**PROBLEM SET**
a - According to the food blog excerpt, which fishing village was reached on a hot afternoon?
b - Reproduce word for word the part of the food blog excerpt between "Tuesday, September 15, 2009" and "drivers untangle themselves.", inclusive.
c - Write what follows the food blog excerpt, picking up after its final sentence.

It has never been brought to my attention, this stall. I believe the nearby, perpetually crowded takoyaki stall of Tsujiki Gindaco has got something to do with it. An introduction by the ice creamanic didn't convince me of its quality. I mean, there are just too many stalls proclaiming their desserts being made with fresh Hokkaido milk. And with low prices to boost, I seriously question the authenticity of it all. She went ahead and bought herself a cup of, in her own words, comfort food. The skeptical me took a bite and well, let's just say that I really liked the mildly sweet, smooth ice cream. Be it Hokkaido or Okinawa or Ipanema, the optimum density must be applauded. I don't think the goma sauce, shiratama dango and azuki beans were necessary. It was good on its own. A quick check on the internet revealed that this imported brand is rather popular in Japan.

milca Hokkaido Soft Ice Cream
B4 (Food Hall)
Ion Orchard
Orchard Road

Click here for Elaine's take on milca.

The long weekend is here again and I'd like to wish my Muslim friends a blessed and joyful Eid ul-Fitr. To the rest, have a good chill. With some comforting ice cream, perhaps?

Tuesday, September 15, 2009

Tell-A-Tale (Part 50): Kuala Selangor

There’s nothing tranquil about this place. In fact, I don’t think it ever was, since my first visit about 25 years ago. But one thing’s for sure. The roads are now wider and the number of shops multiplied. Cars piled by the road and restaurants seemed to be in full swing. I observed more foreign tourists too. That’s good news.

It was a hot afternoon when we reached the fishing village of Pasir Penampang. Here, it’s all about seafood, mostly dried. The busiest area is always at the junction or concourse as I like to call it, where the two most prominent restaurants are located. Sans proper traffic system, congestion is inevitable and it’s always entertaining for diners at the restaurants to see how drivers untangle themselves.

The few rows of shophouses, where most businesses take place, stretched thinner as we moved away from the restaurants. Some say that it’s along the narrower lanes that better bargains can be found. I left that to my momma and aunties to decide.

**SUPPLIED DATA**
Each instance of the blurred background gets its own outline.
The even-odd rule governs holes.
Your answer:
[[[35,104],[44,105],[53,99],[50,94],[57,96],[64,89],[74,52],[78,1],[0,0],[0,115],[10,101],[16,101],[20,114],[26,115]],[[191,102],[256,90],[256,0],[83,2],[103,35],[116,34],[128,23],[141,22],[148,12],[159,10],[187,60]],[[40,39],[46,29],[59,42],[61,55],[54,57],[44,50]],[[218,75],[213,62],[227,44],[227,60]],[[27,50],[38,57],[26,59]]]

**RESPONSES IN ORDER**
a - Pasir Penampang.

b -
Tuesday, September 15, 2009

Tell-A-Tale (Part 50): Kuala Selangor

There’s nothing tranquil about this place. In fact, I don’t think it ever was, since my first visit about 25 years ago. But one thing’s for sure. The roads are now wider and the number of shops multiplied. Cars piled by the road and restaurants seemed to be in full swing. I observed more foreign tourists too. That’s good news.

It was a hot afternoon when we reached the fishing village of Pasir Penampang. Here, it’s all about seafood, mostly dried. The busiest area is always at the junction or concourse as I like to call it, where the two most prominent restaurants are located. Sans proper traffic system, congestion is inevitable and it’s always entertaining for diners at the restaurants to see how drivers untangle themselves.

c -
Playing tourists, we were very much anticipating the food that would be laid upon us. The restaurant did deliver, in terms of freshness of the seafood. However, the execution, be it intentional or not, left much to be desired. The oyster omelette was basically a thick, tough pancake (where’s the cornstarch?) with the slightest amount of oysters. Among other flops were the soggy fried calamari and greasy stir-fried snow pea sprouts. As for the visually delectable stir-fried bee hoon with crab, well, let’s just say that perhaps the only seasoning used was soy sauce. The sweet crabs and the springy rice vermicelli were cooked in vain. An addition of hotplate cockles saved the day with a flavourful sauce, which consisted of sweet beanpaste, onions, dried shrimps and chillies. Again, playing tourist, I’m sure the view from the restaurant’s amazing come sunset.

Restoran Makanan Laut Jeti
No. T26, Jalan Pasir Penampang
45000 Kuala Selangor
Tel : (+603) 3289 2917/ 3289 4917

Here, shopping for dried seafood after a meal seems obligatory. And why not? The briny smell and colourful local produce are invigorating. Crispy, amber dried shrimps, large dried oysters and gorgonzola-like salted fish were just part of the display that got me salivating. Let’s not forget the snack that’s synonymous with fishing villages - prawn crackers. As strange and even ludicrous as it may sound, I actually found one of the best heong pehng (fragrant biscuit) right here. Hot from the oven, the fresh bake, coupled with the sound of crispy crust against the steel tray got my imagination running wild. The simple filling of maltose syrup and fried onion oil was really delicious. The dozen that I bought stayed fresh for about a week. If I were to return, this will definitely be on top of my shopping list.

I remember the photo of a very young HairyBerry, in his little cartoon sweatshirt, standing beside one of the ancient cannons on top of Bukit Melawati or Monkey Hill, as my parents would call it. Among us were historical structures (mainly in white), silver leaf monkeys and long-tailed macaques. To a kid, this was definitely more memorable than the fishing village. So we decided to revisit the hill after stocking up at Pasir Penampang. Unbeknownst to us, visitors are prohibited from driving up the hill on certain dates and since the elders were reluctant to climb, we abandoned the idea and headed for some cooling coconut drink before leaving the old royal capital of Selangor.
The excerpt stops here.